Trecho do documento >>
• • •

Neste sentido, as oficinas propostas pelo grupo foram preparadas de forma a incentivar a participação, reflexão, discussão e debate entre os participantes.

3.2. AUDIÊNCIA PÚBLICA: DIAGNÓSTICO DOS PROBLEMAS DE MOBILIDADE EM ITARARÉ

O APĒ, em parceria com a prefeitura de Itararé, pretendeu, através da oficina “Debater a Mobilidade Urbana em Itararé”, captar os anseios e a percepção da sociedade civil itarareense a respeito do projeto de mobilidade urbana que o município buscará implantar, a partir da elaboração de seu plano de mobilidade.


Figura 1: Cartaz de Divulgação da Audiência Pública (Fonte: Arquivo do APĒ - estudos em mobilidade)

Para a execução da oficina, foi adotada uma abordagem metodológica que pudesse envolver os participantes de maneira a obter sugestões e críticas a respeito da compreensão que os munícipes têm sobre o tema.

Esta abordagem se baseou em diversos aspectos de variados métodos já amplamente utilizados na prática de elaboração de processos de planejamento público e de projetos. A concepção utilizada nos eventos estão contidas nas metodologias do Planejamento Estratégico Situacional - PES (Artmann, s.d.) e do ZOPP (GTZ, 1997).

Ambas metodologias partem de premissas da construção de um processo de planejamento através da participação de atores sociais envolvidos e interessados na questão a ser projetada. Um ator social, para se constituir como tal, precisa, necessariamente, deter a posse de recursos necessários aos planos (o operador, os concessionários, os funcionários públicos, os sindicatos, associações de usuários etc.), de modo a poder influir na condução do futuro plano de mobilidade. Por essa razão tais métodos de planejamento propõem o envolvimento social de outros participantes na concepção do processo. “Os processos tradicionais de planejamento ignoram esta participação, partindo dos cálculos de um diagnóstico basicamente técnico para projetar as ações do seu plano de ação. Ao contrário, está subjacente aos dois métodos aqui aludidos a ideia de um processo de planejamento tecnopolítico, quer dizer, que envolve não somente os imprescindíveis aspectos técnicos de planejamento, mas também os critérios estratégico-políticos, que decorrem da participação social” (COSTA, 2013).

• • •

Material fornecido >>
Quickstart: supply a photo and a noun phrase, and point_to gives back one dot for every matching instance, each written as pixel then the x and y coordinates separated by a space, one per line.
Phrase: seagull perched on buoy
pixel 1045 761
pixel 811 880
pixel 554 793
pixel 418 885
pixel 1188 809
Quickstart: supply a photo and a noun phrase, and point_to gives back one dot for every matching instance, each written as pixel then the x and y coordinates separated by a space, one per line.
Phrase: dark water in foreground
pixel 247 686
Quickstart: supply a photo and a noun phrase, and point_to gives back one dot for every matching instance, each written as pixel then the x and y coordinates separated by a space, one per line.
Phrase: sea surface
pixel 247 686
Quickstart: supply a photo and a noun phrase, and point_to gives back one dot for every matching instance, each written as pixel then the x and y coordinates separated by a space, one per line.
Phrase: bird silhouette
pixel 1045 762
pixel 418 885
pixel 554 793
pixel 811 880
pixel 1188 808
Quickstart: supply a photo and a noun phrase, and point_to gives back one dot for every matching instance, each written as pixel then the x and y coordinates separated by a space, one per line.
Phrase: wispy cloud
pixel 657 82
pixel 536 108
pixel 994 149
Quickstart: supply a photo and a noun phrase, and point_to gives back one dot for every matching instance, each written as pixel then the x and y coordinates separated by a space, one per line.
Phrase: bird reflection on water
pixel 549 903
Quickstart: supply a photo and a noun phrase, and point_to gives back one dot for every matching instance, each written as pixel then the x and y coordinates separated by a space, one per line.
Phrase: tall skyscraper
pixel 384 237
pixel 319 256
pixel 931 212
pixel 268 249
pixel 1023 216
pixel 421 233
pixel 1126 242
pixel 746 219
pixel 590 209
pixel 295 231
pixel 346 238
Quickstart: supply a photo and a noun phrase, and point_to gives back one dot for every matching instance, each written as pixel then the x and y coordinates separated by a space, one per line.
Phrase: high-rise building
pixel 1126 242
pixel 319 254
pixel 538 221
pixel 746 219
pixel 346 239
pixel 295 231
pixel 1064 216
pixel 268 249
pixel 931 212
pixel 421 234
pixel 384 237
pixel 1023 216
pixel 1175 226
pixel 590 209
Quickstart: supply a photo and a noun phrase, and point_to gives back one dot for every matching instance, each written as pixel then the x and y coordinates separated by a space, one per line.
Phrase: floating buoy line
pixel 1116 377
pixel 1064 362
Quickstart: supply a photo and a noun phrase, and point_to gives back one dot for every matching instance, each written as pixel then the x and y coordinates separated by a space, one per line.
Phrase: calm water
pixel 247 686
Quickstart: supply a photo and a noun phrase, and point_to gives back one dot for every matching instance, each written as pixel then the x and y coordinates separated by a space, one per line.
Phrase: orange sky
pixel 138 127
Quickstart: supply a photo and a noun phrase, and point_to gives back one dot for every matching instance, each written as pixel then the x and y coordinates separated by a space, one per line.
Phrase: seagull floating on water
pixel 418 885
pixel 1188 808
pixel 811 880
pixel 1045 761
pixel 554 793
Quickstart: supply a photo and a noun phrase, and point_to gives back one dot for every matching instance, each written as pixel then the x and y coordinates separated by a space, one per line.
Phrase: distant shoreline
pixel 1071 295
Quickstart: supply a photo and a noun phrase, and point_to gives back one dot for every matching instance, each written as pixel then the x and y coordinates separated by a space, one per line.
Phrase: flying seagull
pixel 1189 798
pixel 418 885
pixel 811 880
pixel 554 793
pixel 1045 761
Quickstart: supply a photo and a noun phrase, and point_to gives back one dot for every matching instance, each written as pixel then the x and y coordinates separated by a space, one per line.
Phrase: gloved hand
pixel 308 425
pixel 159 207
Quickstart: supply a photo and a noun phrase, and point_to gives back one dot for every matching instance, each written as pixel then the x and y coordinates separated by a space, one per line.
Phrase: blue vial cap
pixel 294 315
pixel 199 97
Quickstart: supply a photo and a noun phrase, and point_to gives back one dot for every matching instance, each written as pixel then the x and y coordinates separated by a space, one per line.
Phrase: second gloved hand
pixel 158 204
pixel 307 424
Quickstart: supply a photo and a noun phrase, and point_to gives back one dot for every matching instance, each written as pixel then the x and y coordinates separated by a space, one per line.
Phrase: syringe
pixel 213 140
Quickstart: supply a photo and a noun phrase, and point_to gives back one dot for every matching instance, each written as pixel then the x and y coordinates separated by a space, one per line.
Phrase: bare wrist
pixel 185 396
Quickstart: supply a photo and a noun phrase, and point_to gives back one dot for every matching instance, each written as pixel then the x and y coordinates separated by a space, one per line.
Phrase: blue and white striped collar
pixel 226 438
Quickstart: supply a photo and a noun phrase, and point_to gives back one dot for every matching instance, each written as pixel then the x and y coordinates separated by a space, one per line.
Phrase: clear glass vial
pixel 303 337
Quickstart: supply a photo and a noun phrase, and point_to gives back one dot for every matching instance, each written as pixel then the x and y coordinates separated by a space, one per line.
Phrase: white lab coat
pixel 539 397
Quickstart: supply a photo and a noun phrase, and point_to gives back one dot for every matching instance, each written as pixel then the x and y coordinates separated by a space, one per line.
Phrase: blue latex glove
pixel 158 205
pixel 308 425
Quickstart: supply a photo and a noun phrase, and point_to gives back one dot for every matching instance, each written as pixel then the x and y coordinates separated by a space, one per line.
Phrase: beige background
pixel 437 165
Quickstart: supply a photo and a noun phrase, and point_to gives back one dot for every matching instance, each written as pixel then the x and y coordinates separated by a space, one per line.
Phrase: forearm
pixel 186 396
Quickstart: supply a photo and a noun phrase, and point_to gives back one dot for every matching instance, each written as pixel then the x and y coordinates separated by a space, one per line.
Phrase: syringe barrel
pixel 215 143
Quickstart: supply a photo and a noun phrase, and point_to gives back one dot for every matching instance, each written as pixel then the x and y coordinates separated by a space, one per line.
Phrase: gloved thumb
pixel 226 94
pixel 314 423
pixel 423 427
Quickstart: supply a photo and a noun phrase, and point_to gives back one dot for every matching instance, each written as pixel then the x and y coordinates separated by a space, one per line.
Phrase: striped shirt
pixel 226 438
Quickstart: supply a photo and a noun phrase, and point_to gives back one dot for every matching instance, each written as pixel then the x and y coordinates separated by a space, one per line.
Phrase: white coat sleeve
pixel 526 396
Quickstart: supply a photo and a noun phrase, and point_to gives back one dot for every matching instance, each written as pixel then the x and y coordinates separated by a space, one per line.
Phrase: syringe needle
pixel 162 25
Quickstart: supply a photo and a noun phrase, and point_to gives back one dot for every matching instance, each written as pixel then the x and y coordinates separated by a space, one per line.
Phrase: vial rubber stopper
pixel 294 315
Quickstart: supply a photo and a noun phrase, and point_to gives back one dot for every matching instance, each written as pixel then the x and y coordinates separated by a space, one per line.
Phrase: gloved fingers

• • •

Exercícios propostos >>
1. Transcreva as linhas da listagem como uma lista JSON de strings, uma para cada linha, sem incluir as linhas em branco. Comece na primeira linha da listagem e pare depois da linha que contém "pixel 549 903", incluindo as duas extremidades.
2. Prolongue o texto sobre a oficina de mobilidade urbana em Itararé a partir da última frase apresentada.

Respostas dos exercícios >>
1.
[
  "Quickstart: supply a photo and a noun phrase, and point_to gives back one dot for every matching instance, each written as pixel then the x and y coordinates separated by a space, one per line.",
  "Phrase: seagull perched on buoy",
  "pixel 1045 761",
  "pixel 811 880",
  "pixel 554 793",
  "pixel 418 885",
  "pixel 1188 809",
  "Quickstart: supply a photo and a noun phrase, and point_to gives back one dot for every matching instance, each written as pixel then the x and y coordinates separated by a space, one per line.",
  "Phrase: dark water in foreground",
  "pixel 247 686",
  "Quickstart: supply a photo and a noun phrase, and point_to gives back one dot for every matching instance, each written as pixel then the x and y coordinates separated by a space, one per line.",
  "Phrase: sea surface",
  "pixel 247 686",
  "Quickstart: supply a photo and a noun phrase, and point_to gives back one dot for every matching instance, each written as pixel then the x and y coordinates separated by a space, one per line.",
  "Phrase: bird silhouette",
  "pixel 1045 762",
  "pixel 418 885",
  "pixel 554 793",
  "pixel 811 880",
  "pixel 1188 808",
  "Quickstart: supply a photo and a noun phrase, and point_to gives back one dot for every matching instance, each written as pixel then the x and y coordinates separated by a space, one per line.",
  "Phrase: wispy cloud",
  "pixel 657 82",
  "pixel 536 108",
  "pixel 994 149",
  "Quickstart: supply a photo and a noun phrase, and point_to gives back one dot for every matching instance, each written as pixel then the x and y coordinates separated by a space, one per line.",
  "Phrase: bird reflection on water",
  "pixel 549 903"
]

2.
Tendo como fundamentação o estabelecimento de um processo participativo, o envolvimento é conduzido através de reuniões estruturadas e conduzidas por um especialista em planejamento, através de diferentes dinâmicas de grupo. A dinâmica da oficina realizada em Itararé será melhor detalhada no item a seguir.

a. Apresentações

Inicialmente, foi realizada uma apresentação do grupo de estudos, juntamente com uma breve explicação sobre mobilidade urbana e sobre a Lei Nº 12.587/2012. Foram abordados os aspectos e conceitos básicos para que as oficinas pudessem ocorrer de forma mais proveitosa.

Figura 2 – Apresentação Inicial (Fonte: Prefeitura de Itararé)


Após a apresentação, os presentes foram convidados a se dividir em três grupos para o início das oficinas. Porém, com a chegada de mais pessoas, foi formado um quarto grupo.

Cada grupo foi acompanhado durante toda a realização da oficina por pelo menos um membro do APÉ - Estudos em Mobilidade, que deveria conduzir as atividades e fomentar as discussões com questionamentos, críticas, sugestões e explicações, fazendo o papel de coordenador.

Em cada um dos grupos, os participantes foram convidados a se apresentar, o que permitiu ao coordenador identificar melhor as características do grupo.

b. Oficinas

As atividades propostas foram divididas em três partes: 1) levantamento de problemas; 2) classificação dos problemas; e 3) apontamento de causas e consequências.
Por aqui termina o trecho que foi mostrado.